_What you are asked to do_
From the line containing "Worksheet item 7: Locate every instance of the church" through the last line of the entries below, repeat each line word for word and leave out the rest.

_Given data_
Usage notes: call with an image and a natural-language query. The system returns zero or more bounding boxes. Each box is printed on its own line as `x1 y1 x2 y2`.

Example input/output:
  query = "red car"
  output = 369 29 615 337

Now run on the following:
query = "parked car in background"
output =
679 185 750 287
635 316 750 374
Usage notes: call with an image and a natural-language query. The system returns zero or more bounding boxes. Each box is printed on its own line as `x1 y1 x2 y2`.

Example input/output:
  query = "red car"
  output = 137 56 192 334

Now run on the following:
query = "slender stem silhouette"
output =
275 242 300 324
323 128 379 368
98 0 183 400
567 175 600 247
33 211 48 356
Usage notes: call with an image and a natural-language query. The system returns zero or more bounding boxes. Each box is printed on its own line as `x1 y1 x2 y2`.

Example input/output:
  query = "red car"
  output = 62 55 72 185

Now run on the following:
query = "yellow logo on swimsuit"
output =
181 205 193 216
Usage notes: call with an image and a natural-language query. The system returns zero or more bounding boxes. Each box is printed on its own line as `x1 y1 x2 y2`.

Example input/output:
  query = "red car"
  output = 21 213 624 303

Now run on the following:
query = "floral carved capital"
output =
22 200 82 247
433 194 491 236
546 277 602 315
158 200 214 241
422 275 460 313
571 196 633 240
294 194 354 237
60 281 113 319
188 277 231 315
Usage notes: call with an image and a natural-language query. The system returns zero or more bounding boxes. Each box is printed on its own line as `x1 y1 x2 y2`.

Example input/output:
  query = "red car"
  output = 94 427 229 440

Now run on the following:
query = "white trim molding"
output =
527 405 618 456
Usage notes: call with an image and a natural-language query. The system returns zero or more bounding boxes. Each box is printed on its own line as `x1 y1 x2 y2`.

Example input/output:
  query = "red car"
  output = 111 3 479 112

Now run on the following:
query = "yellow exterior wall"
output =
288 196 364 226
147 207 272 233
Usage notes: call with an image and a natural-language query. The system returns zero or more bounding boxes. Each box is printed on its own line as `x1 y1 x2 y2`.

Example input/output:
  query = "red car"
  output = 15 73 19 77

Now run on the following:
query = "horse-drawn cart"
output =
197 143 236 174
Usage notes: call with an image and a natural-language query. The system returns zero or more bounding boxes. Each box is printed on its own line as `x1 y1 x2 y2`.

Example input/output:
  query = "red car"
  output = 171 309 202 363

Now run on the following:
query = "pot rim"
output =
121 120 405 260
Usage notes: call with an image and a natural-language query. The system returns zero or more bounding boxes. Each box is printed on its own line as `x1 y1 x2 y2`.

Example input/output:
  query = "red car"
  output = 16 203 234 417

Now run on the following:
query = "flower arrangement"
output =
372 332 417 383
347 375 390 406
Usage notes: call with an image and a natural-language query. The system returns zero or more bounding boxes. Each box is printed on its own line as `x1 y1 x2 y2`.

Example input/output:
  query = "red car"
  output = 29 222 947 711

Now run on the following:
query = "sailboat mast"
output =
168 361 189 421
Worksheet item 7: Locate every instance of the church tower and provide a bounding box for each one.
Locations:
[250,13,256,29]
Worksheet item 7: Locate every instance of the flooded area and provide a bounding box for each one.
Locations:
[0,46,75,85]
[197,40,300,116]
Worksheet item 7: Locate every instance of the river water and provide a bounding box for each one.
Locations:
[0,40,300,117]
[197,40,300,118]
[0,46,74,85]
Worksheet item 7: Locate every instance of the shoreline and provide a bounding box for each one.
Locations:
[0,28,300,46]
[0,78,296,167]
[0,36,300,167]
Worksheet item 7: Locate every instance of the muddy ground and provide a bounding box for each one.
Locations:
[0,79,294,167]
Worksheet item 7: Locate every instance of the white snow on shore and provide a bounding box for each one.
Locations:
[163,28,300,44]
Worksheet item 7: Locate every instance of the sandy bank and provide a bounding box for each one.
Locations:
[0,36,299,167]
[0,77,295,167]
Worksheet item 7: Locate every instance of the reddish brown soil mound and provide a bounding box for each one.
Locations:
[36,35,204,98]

_Task response_
Worksheet item 7: Locate every instance of the church tower and provide a bounding box for each one.
Locations:
[250,13,256,29]
Worksheet item 7: Locate every instance of the flooded area and provide a bounding box for each one.
Locations:
[0,46,75,85]
[197,40,300,116]
Worksheet item 7: Locate every instance of the river water and provide a bounding box for each one.
Locations:
[0,40,300,117]
[197,40,300,118]
[0,46,74,85]
Worksheet item 7: Locate every instance of the shoreline and provide a bounding box for each one.
Locations:
[0,28,300,46]
[0,78,296,167]
[0,36,300,167]
Worksheet item 7: Locate every instance of the muddy ground and provide a bounding box for each one.
Locations:
[0,79,294,167]
Worksheet item 7: Locate every instance of the white snow on shore and provide a bounding box for each one.
Locations:
[163,28,300,44]
Worksheet item 7: Locate every instance of the sandy bank and provide a bounding box for each one.
Locations:
[0,36,299,167]
[0,77,295,167]
Worksheet item 7: Locate every instance of the reddish brown soil mound and provide a bounding box for each one.
Locations:
[36,35,204,98]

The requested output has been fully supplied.